──────── Selected extract ────────

The actor should avoid getting attached to a feeling that accompanied a reality gone by, and he should be fully open to discover a new moment, to say “yes” to propositions of his partners in acting, to listen to the flow, to the “here and now,” words sacred to the theater.
Arlecchino, hero of the commedia dell’arte receives every new item addressed to him in a total way. When Capitano, the military man, the boastful officer in the ommedia dell’arte tells him: “Arlecchino! Go to war!”, Arlecchino does hesitate. He enlists believing in the urgent situation, running to war like a fanatic patriot without arguing over whether or not the war is justified and without considering the mortal danger hovering above his head. Only later, when he stops for a moment and observes his actions, will he be able to listen to hesitation and fear.
A third factor is investigation. At certain ages, immersed in natural curiosity, the child can spend a long time playing by himself without getting bored. A young drama student will not hesitate to declare promptly that the lesson is boring or that he already knows the exercise, as he already did it a year earlier. The child, unlike the actor, will want to hear the story again and again. Only at the end of an extended process will the drama student realize that it is his responsibility not to get bored and to consent to undergoing the journey each time anew, as if he did not know it from the past.

────────

• Request A
Report every line of the records that contains the string "banner", treating case as significant.
The passage on acting and the records that come after it are unrelated material.

──────── Extracted material ────────

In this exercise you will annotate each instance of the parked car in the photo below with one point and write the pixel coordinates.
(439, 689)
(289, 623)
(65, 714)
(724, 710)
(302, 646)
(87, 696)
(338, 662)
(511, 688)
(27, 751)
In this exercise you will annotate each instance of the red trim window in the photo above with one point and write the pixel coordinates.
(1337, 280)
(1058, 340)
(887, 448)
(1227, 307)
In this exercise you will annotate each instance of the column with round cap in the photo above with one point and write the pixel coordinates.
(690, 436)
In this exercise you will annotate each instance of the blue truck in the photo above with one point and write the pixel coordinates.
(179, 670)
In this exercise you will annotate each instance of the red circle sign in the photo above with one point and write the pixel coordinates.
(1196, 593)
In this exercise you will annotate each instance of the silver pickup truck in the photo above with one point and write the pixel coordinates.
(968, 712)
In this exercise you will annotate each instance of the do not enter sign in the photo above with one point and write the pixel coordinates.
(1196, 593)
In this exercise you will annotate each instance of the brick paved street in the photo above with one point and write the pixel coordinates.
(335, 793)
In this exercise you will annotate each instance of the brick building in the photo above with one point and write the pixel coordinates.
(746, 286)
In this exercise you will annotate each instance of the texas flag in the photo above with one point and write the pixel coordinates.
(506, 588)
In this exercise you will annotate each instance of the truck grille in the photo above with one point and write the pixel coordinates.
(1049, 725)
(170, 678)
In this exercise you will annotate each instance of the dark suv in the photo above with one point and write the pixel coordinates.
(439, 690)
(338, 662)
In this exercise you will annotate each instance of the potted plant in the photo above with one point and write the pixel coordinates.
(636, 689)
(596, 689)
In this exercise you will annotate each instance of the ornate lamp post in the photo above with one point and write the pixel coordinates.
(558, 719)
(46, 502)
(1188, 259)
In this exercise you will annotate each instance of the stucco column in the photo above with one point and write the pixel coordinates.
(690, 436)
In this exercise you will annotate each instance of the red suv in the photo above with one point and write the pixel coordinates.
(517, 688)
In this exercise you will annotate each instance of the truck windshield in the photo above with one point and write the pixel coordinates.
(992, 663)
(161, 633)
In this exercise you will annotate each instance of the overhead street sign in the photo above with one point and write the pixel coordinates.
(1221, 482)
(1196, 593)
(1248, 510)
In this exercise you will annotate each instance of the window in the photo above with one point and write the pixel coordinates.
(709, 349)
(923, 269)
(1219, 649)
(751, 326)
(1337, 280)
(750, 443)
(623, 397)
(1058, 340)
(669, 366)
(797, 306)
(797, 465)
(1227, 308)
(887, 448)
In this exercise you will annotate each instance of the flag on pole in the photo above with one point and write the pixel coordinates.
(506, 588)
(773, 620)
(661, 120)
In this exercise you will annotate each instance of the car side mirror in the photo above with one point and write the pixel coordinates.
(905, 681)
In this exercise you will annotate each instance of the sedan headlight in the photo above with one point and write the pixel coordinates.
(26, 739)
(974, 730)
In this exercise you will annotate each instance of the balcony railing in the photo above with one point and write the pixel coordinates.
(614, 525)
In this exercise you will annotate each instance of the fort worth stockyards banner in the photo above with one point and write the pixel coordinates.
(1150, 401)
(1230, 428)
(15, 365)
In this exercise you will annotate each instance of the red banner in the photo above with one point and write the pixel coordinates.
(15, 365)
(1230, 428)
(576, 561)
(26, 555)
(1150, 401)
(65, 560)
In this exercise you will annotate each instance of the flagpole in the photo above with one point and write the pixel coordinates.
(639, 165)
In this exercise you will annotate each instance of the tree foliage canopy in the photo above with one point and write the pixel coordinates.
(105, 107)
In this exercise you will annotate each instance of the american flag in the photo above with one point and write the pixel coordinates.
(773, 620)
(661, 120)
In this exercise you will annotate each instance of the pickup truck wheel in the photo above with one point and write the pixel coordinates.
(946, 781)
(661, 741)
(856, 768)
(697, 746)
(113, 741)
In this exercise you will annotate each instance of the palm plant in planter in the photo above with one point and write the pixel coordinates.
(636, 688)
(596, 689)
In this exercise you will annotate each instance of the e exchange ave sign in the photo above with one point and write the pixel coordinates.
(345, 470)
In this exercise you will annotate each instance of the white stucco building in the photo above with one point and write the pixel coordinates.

────────

• Request B
Write out the passage on acting from "The actor should" to "to the theater.", substituting "colleagues" for "partners".

• Exercise response A
In this exercise you will annotate each instance of the fort worth stockyards banner in the photo above with one point and write the pixel coordinates.
In this exercise you will annotate each instance of the red banner in the photo above with one point and write the pixel coordinates.

• Exercise response B
The actor should avoid getting attached to a feeling that accompanied a reality gone by, and he should be fully open to discover a new moment, to say “yes” to propositions of his colleagues in acting, to listen to the flow, to the “here and now,” words sacred to the theater.